[Items from a data source]
::::

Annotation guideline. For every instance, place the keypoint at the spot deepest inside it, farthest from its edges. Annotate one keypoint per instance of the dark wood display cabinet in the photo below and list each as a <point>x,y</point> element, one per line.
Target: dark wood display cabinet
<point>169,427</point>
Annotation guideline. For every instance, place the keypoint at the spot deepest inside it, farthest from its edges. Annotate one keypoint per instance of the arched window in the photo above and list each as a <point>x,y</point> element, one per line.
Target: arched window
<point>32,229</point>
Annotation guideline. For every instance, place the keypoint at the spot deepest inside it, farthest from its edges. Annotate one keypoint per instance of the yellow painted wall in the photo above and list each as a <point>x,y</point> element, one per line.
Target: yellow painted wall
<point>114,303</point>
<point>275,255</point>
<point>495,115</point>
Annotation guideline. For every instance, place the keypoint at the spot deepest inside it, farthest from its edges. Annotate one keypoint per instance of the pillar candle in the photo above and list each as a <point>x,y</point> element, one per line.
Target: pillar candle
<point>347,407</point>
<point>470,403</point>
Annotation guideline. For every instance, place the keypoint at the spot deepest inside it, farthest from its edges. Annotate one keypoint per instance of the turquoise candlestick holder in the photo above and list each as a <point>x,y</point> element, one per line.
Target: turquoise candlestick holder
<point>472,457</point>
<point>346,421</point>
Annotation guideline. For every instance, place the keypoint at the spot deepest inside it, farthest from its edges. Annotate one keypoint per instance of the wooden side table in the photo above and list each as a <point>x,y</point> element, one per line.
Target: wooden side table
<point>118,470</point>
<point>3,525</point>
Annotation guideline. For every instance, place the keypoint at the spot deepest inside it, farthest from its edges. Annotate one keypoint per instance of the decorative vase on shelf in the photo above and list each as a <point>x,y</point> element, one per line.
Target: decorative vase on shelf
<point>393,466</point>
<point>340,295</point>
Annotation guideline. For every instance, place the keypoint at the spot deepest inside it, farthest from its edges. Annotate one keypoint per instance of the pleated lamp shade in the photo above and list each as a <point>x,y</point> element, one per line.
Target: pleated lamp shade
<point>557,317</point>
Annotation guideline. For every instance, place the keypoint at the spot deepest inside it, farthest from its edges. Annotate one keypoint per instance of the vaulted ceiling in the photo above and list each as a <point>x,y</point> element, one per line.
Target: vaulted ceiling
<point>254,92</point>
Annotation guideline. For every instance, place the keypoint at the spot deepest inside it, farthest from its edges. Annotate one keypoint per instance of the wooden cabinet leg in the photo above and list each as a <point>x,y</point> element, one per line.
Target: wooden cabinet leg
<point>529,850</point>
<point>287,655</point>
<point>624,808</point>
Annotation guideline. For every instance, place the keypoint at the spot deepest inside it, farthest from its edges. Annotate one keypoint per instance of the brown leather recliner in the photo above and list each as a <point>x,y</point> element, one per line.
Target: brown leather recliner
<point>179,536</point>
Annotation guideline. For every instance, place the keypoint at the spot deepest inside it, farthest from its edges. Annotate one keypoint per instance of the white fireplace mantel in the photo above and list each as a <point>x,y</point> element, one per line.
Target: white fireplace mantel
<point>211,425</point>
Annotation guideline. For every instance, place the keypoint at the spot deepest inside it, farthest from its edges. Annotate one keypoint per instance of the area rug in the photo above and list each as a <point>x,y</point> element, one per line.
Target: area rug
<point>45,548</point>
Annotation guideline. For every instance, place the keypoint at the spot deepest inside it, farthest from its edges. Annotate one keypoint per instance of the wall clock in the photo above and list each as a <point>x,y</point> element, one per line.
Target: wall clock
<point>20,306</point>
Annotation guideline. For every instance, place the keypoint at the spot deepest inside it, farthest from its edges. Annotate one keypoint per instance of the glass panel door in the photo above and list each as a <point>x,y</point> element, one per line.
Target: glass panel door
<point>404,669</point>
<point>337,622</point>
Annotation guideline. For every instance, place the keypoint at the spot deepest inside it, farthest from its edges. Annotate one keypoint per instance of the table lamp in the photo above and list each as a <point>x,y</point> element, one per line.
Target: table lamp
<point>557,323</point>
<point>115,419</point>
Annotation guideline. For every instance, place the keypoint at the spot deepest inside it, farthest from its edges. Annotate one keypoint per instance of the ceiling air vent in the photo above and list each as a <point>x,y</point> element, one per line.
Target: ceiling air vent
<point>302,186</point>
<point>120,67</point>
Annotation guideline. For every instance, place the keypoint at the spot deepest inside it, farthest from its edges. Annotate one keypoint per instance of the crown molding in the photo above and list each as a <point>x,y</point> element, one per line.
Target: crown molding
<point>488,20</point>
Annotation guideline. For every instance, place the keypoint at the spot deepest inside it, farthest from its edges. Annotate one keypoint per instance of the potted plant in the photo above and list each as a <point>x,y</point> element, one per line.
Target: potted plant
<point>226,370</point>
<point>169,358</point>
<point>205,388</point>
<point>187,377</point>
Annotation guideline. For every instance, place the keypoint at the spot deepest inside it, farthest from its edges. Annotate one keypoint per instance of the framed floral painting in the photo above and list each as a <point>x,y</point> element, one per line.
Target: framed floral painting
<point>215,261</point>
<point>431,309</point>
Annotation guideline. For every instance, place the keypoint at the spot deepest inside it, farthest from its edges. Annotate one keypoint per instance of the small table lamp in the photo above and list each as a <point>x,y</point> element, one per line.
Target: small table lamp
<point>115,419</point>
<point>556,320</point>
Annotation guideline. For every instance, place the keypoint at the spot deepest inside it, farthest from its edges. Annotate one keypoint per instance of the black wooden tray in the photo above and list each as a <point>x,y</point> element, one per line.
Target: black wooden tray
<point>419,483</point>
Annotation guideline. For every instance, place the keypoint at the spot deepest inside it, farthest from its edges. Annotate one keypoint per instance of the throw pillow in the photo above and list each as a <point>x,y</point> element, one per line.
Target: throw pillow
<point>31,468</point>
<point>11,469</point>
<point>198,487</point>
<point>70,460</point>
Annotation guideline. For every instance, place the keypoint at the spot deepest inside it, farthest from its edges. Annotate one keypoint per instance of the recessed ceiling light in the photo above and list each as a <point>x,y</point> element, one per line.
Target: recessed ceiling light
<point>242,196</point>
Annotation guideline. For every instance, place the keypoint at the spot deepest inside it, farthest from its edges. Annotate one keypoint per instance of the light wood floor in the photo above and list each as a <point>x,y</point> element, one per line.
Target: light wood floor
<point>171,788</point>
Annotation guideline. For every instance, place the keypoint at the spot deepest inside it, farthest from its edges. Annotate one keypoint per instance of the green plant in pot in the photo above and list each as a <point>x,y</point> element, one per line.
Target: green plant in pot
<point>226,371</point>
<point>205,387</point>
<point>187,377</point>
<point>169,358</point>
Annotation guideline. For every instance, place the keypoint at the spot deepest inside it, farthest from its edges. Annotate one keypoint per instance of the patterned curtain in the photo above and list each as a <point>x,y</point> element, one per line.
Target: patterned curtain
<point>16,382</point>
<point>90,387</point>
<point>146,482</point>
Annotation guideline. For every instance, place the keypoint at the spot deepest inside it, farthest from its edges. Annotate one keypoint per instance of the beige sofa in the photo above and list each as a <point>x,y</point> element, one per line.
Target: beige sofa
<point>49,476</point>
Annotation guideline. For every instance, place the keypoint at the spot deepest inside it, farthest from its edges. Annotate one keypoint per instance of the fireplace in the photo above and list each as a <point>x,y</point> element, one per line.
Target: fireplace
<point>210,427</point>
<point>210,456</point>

::::

# WHAT YOU SHOULD DO
Copy every record exactly, leaving each line intact.

# RESPONSE BOX
Annotation guideline. For every instance, place the keypoint at the spot deepest inside it, farthest from its edges. Annotate one keypoint per instance of the dark wood display cabinet in the photo below and list each as a <point>x,y</point> element, one per line.
Target: dark wood display cabinet
<point>169,427</point>
Annotation guideline. For every instance, place the keypoint at the spot deepest inside it, farthest from its edges. Annotate one keypoint per instance of the arched window in the photo above and list each as a <point>x,y</point> element, one per line.
Target: arched window
<point>32,229</point>
Annotation guideline. For every instance, place the keypoint at the spot deepest inside it, farthest from its edges. Annotate one keypoint per instance of the yellow painted wall in the photo above and list each as a <point>x,y</point> element, one per line.
Target: yellow painted wall
<point>114,303</point>
<point>275,255</point>
<point>495,115</point>
Annotation guideline. For every instance, place the keypoint at the spot deepest inside it, farthest from its edges. Annotate one keypoint per instance of the pillar candle in the photo above and list each as a <point>x,y</point> element, one per line.
Target: pillar candle
<point>347,407</point>
<point>470,403</point>
Annotation guideline. For every instance, place the keypoint at the spot deepest inside it, farthest from its edges. Annotate one keypoint per instance of the turquoise candlestick holder in the photo above and list each as a <point>x,y</point> element, one per line.
Target: turquoise candlestick holder
<point>472,457</point>
<point>346,421</point>
Annotation guideline. For every instance, place the keypoint at the spot deepest inside it, farthest from its edges. Annotate one keypoint per instance of the wooden side table in the photo above and list each as a <point>x,y</point> element, one per line.
Target: wooden side table
<point>118,470</point>
<point>3,525</point>
Annotation guideline. For every instance, place the keypoint at the spot deepest inside it, farthest from its edges. Annotate one keypoint per instance of the decorative vase on shelf in the photo above and list each as a <point>x,y</point> element, one per line.
Target: decorative vase on shelf
<point>393,466</point>
<point>340,295</point>
Annotation guideline. For every instance, place the keypoint at the spot deepest inside it, farthest from its edges. Annotate one keypoint per instance of the pleated lamp shade in the photo above and list each as a <point>x,y</point> element, one per line.
Target: pleated lamp shade
<point>557,317</point>
Annotation guideline. For every instance, place the keypoint at the spot deepest inside it, farthest from its edges. Annotate one keypoint per instance of the vaulted ceiling in the photo above and list each as a <point>x,y</point> element, one per line.
Target: vaulted ceiling
<point>254,92</point>
Annotation guideline. For every instance, place the keypoint at the spot deepest inside it, farthest from its edges. Annotate one keypoint per instance of the wooden cabinet leg in the photo above and list each as a <point>x,y</point> element, one per line.
Target: wooden cabinet leg
<point>529,850</point>
<point>287,655</point>
<point>624,808</point>
Annotation guideline. For every instance, place the keypoint at the spot deepest inside it, farthest from its edges. Annotate one keypoint per instance of the brown leather recliner in the photo above and list each as a <point>x,y</point> element, one per line.
Target: brown leather recliner
<point>179,536</point>
Annotation guideline. For every instance, place the keypoint at the spot deepest inside it, farthest from its edges. Annotate one keypoint per instance of the white fireplace mantel in the photo above and list each as a <point>x,y</point> element, one per line.
Target: white fireplace mantel
<point>211,425</point>
Annotation guideline. For every instance, place the keypoint at the spot deepest inside it, farthest from its edges. Annotate one keypoint per instance of the area rug in the photo above and list each as a <point>x,y</point> element, one per line.
Target: area rug
<point>45,548</point>
Annotation guideline. For every instance, place the keypoint at the spot deepest inside it, farthest from its edges. Annotate one keypoint per instance of the wall clock in the photo above and list each as a <point>x,y</point> element, one per line.
Target: wall clock
<point>20,306</point>
Annotation guideline. For every instance, place the keypoint at the spot deepest inside it, farthest from its edges. Annotate one keypoint per instance of the glass panel door in the photo above and list each as a <point>x,y</point> element, one per line.
Target: glass panel door
<point>404,669</point>
<point>337,622</point>
Annotation guideline. For every instance, place the keypoint at the spot deepest inside it, farthest from its edges. Annotate one keypoint per instance of the table lamp in the photo above and list each as a <point>x,y</point> element, one per line.
Target: table lamp
<point>557,323</point>
<point>115,419</point>
Annotation guideline. For every instance, place the keypoint at the spot deepest inside it, farthest from its edges. Annotate one keypoint per instance of the ceiling air vent in the photo above and list each as a <point>x,y</point> element, one per line.
Target: ceiling air vent
<point>302,186</point>
<point>120,67</point>
Annotation guideline. For every instance, place the keypoint at the spot deepest inside it, farthest from its edges. Annotate one keypoint per instance of the crown molding in the photo above and list each as a <point>x,y</point> element, one per line.
Target: crown molding
<point>488,20</point>
Annotation guideline. For every instance, place the keypoint at the spot deepest inside it, farthest from its edges. Annotate one keypoint per instance of the potted plant in the photo above and list each as a <point>x,y</point> element, one per line.
Target: potted plant
<point>226,370</point>
<point>169,358</point>
<point>205,388</point>
<point>187,377</point>
Annotation guideline. For every instance, place the keypoint at the spot deepest inside it, farthest from its edges. Annotate one keypoint per instance of the framed floral painting in the photo above and list each as a <point>x,y</point> element, one per line.
Target: framed floral painting
<point>215,261</point>
<point>431,309</point>
Annotation guideline. For every instance, place the keypoint at the spot deepest inside it, farthest from its edges. Annotate one keypoint per instance of the small table lamp in the photo above and list each as a <point>x,y</point> element, one per line.
Target: small table lamp
<point>115,419</point>
<point>556,320</point>
Annotation guideline. For every instance, place the keypoint at the spot deepest inside it, farthest from its edges. Annotate one keypoint per instance of the black wooden tray in the photo above and list each as a <point>x,y</point> element, one per line.
Target: black wooden tray
<point>419,483</point>
Annotation guideline. For every instance, place the keypoint at the spot deepest inside it, farthest from its edges. Annotate one keypoint per instance of the throw pillow in the photo above and list each as a <point>x,y</point> element, one per line.
Target: throw pillow
<point>31,468</point>
<point>11,469</point>
<point>198,487</point>
<point>70,460</point>
Annotation guideline. For every instance, place the keypoint at the spot deepest inside it, farthest from its edges. Annotate one keypoint per instance of the recessed ceiling light in the photo above and list each as a <point>x,y</point> element, one per line.
Target: recessed ceiling light
<point>242,196</point>
Annotation guideline. For every instance, place the keypoint at the spot deepest inside it, farthest from its edges. Annotate one keypoint per instance of the light wood floor in the photo above and list each as a <point>x,y</point> element, one per line.
Target: light wood floor
<point>171,788</point>
Annotation guideline. For every instance, place the keypoint at the spot deepest inside it, farthest from its edges. Annotate one keypoint per instance of the green plant in pot in the photo above and list each as a <point>x,y</point> element, one per line.
Target: green plant in pot
<point>226,371</point>
<point>205,387</point>
<point>187,377</point>
<point>169,358</point>
Annotation guideline. For every instance, place the keypoint at the spot deepest inside it, farthest from its edges. Annotate one keypoint per instance of the patterned curtain in the photo above and list each as a <point>x,y</point> element, one per line.
Target: patterned curtain
<point>16,382</point>
<point>90,387</point>
<point>146,482</point>
Annotation guideline. For every instance, place the keypoint at the spot deepest inside it, farthest from its edges. Annotate one keypoint per instance of the beige sofa in the photo above and list each as a <point>x,y</point> element, one per line.
Target: beige sofa
<point>49,476</point>
Annotation guideline. For every instance, place the keypoint at the spot deepest inside it, farthest from its edges. Annotate one keypoint per instance of the fireplace in the photo above and list each as a <point>x,y</point> element, one per line.
Target: fireplace
<point>210,427</point>
<point>210,456</point>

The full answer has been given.